Stored dataset items:
☆ ☆ ☆
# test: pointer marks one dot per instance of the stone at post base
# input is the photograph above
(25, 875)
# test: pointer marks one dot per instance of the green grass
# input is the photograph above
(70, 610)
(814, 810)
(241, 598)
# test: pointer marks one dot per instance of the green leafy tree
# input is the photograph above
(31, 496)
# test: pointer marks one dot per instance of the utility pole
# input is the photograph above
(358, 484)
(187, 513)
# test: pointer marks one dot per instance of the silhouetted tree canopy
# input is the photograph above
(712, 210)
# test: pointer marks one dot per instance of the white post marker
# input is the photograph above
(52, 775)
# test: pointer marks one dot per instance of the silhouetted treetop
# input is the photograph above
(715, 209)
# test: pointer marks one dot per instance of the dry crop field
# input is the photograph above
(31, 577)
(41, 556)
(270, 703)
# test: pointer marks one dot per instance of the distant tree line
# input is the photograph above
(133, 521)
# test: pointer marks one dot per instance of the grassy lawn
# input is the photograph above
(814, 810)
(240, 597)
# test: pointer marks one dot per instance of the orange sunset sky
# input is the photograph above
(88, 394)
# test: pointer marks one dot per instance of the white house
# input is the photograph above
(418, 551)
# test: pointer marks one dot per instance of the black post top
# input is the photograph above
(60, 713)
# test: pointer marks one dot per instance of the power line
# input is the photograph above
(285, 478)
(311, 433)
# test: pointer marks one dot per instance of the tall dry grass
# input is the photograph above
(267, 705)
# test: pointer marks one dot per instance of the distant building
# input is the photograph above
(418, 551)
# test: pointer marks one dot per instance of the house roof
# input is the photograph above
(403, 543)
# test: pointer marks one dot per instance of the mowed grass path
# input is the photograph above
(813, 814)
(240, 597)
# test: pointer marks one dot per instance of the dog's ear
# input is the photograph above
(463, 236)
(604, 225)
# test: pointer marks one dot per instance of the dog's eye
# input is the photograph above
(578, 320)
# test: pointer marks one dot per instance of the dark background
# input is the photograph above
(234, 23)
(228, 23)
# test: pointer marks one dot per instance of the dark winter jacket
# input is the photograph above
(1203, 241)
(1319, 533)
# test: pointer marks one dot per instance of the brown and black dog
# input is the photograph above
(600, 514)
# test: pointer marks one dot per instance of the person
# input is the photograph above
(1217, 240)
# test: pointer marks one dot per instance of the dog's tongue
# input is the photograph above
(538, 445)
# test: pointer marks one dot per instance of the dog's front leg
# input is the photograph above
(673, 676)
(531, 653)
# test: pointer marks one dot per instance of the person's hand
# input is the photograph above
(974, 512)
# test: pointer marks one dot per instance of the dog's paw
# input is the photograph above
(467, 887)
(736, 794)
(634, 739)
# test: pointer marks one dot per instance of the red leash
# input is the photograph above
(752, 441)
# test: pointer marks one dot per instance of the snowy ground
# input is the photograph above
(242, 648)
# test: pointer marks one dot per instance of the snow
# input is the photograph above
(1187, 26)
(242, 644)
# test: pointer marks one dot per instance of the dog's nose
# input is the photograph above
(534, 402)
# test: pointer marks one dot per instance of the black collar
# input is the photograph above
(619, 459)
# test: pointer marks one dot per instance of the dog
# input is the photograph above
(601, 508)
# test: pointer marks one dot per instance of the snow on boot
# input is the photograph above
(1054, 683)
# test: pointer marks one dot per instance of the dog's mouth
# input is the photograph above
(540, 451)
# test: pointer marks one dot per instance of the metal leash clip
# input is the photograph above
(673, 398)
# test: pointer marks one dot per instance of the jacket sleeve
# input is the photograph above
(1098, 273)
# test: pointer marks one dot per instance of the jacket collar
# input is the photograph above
☆ ☆ ☆
[About this exercise]
Look for the line with "the dog's nose" in the records above. Repeat it and each line after it exactly.

[Final answer]
# test: pointer marks one dot per instance of the dog's nose
# input is the photograph above
(534, 402)
# test: pointer marks one dot per instance of the black collar
# input is the photograph above
(619, 459)
# test: pointer marks one dot per instance of the dog
# input is the photograph above
(601, 508)
# test: pointer marks one dot per instance of the snow on boot
# input is the photograph above
(1054, 683)
# test: pointer marks one dot per instance of the dog's mouth
# input is the photograph above
(540, 451)
# test: pointer marks one dot per instance of the metal leash clip
# input is the photograph above
(673, 398)
# test: pointer marks one dot per instance of the jacket sleeve
# input is the photograph above
(1098, 273)
# test: pointer marks one dot per instance of the jacket collar
# input is the photograph above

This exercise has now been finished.